True tale or negotiating ploy?

Pixar Ends Disney Talks, Seeks New Partner
LOS ANGELES (Reuters) – Pixar Animation Studios Inc. on Thursday ended talks with Walt Disney Co. to renew a lucrative movie distribution deal that has produced such blockbusters as “Toy Story” and “Finding Nemo.”

Pixar, the pioneering computer animation house founded by Apple Computer Inc.’s Steve Jobs, said it would look for another studio partner to distribute its films starting in 2006, when its current deal with Disney expires.
Shares of both companies fell 6 percent after hours.
Observers had expected Pixar and Disney to renew their partnership, which has generated five mega-hits since 1995 that have collectively earned $2.5 billion at the box office.
The Pixar deal has accounted for a large share of Disney Studios’ operating profit in recent years, but Disney said Pixar’s final offer on a renewed contract would have cost it hundreds of millions of dollars.
The move was an unexpected blow to Disney, which pioneered feature animation with 1937’s “Snow White” but has seen its traditional hand-drawn films like the 2002 flop “Treasure Planet” eclipsed by Pixar-style computer-animated hits.
Chief Executive Michael Eisner is also under fire from an heir of founder Walt Disney, Roy Disney, who claims Eisner has mismanaged the company and sapped its creative energy.
Analysts and investors said Pixar could be using its announcement as a negotiating tactic and some observers did not rule out a resumption of talks.
PIXAR ‘MOVING ON”
“After 10 months of trying to strike a deal with Disney, we’re moving on,” said Jobs, Pixar’s chief executive.
“We’ve had a great run together — one of the most successful in Hollywood history — and it’s a shame that Disney won’t be participating in Pixar’s future successes.”
Disney Chief Executive Michael Eisner issued a statement wishing Pixar success.
“Disney management could not accept Pixar’s final offer because it would have cost Disney hundreds of millions of dollars… under the existing agreement” without giving Disney enough return on new collaborations, the company said.
A source close to Disney’s side of negotiations said that Pixar had also wanted copyright to the valuable library of previous films by the partnership.
Disney now owns the copyright and can make sequels and other works based on the films in the current deal, which includes two upcoming titles — “The Incredibles,” set for a November release and “Cars,” due in 2005.

▶ [WRITTEN TASK 1]: In the Pixar article, how much have the partnership's five hits since 1995 earned at the box office altogether?
▶ [WRITTEN TASK 2]: Please translate this sentence from the Pixar article into Spanish: "Shares of both companies fell 6 percent after hours."
▶ [WRITTEN TASK 3]: Write a continuation of the Pixar article, starting right after its final sentence.

▶ [LISTED RECORDS]:
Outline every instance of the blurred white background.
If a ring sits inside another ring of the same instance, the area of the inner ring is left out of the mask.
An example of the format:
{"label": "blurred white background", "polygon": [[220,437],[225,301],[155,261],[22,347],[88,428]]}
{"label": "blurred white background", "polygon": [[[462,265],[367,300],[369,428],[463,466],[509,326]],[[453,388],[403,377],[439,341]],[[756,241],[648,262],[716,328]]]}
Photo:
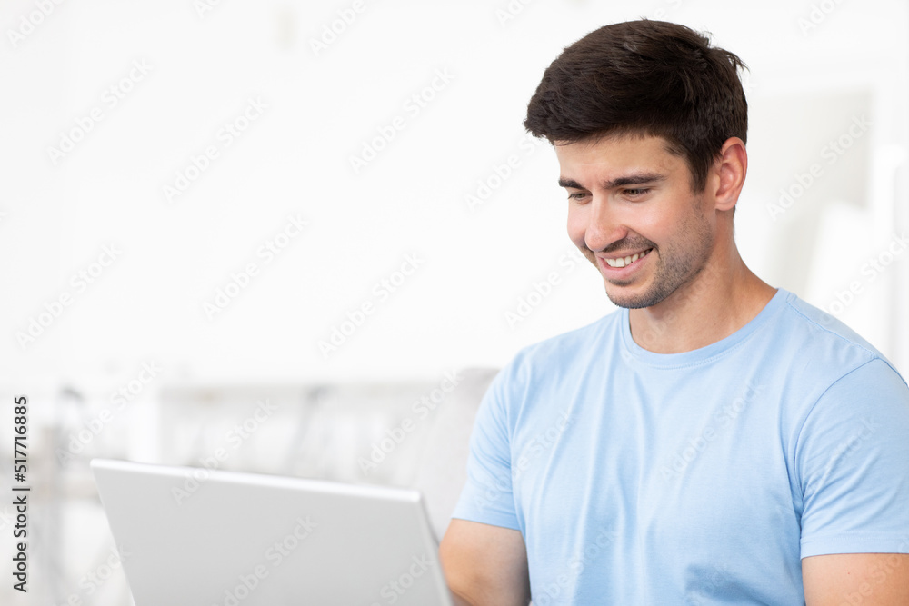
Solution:
{"label": "blurred white background", "polygon": [[[275,389],[392,382],[409,404],[612,311],[565,235],[554,154],[521,124],[563,47],[641,16],[750,67],[746,263],[909,374],[905,2],[5,2],[0,396],[29,396],[33,464],[58,479],[40,603],[125,599],[76,589],[106,549],[65,530],[104,531],[89,455],[192,462],[200,425]],[[75,465],[54,457],[120,390]],[[295,435],[237,466],[356,479],[307,466]],[[368,442],[345,435],[338,456]]]}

▶ [WRITTEN REPLY 1]: $2.5 billion

▶ [WRITTEN REPLY 2]: Las acciones de ambas compañías cayeron un 6 por ciento en las operaciones fuera de horario.

▶ [WRITTEN REPLY 3]:
Pixar had been expected to close a deal by the middle of this year and had said it would prefer to renew with Disney.
Roy Disney, the former chairman of Disney’s animation department, said that the breakup would be bad for Disney shareholders long-term and accused Eisner of failing to nurture the relationship with Pixar.

“It makes it look like Eisner did something wrong again, but we shouldn’t jump to conclusions. This could be a negotiating tactic by Pixar as well,” said Patrick McKeigue, an analyst at Independence Investment, which holds Disney shares.
“It’s not a happy thing when two long-time partners break apart and Disney, of course, will survive. However, psychologically, the market was hoping there would be an agreement shortly,” said Hal Vogel, a New York-based media analyst who runs Vogel Capital Management.
Other studios that have expressed an interest in a Pixar deal included Warner Bros., a unit of Time Warner Inc., Sony Corp., 20th Century Fox, a unit of Fox Entertainment Group Inc. and Metro-Goldwyn Mayer.
Banc of America Securities analyst Michael Savner said Pixar had set itself up to compete at the box office with Disney’s future family-friendly offerings.
“Disney could put out its movies at the same time as Pixar,” he said. Many investors had already assumed Pixar would get a much-improved deal, including on the two pictures in production, he added.
Staffing at Disney’s animation department has shrunk by more than 70 percent since 1997. Disney is set to release its first in-house computer-animated film, “Chicken Little,” in 2005.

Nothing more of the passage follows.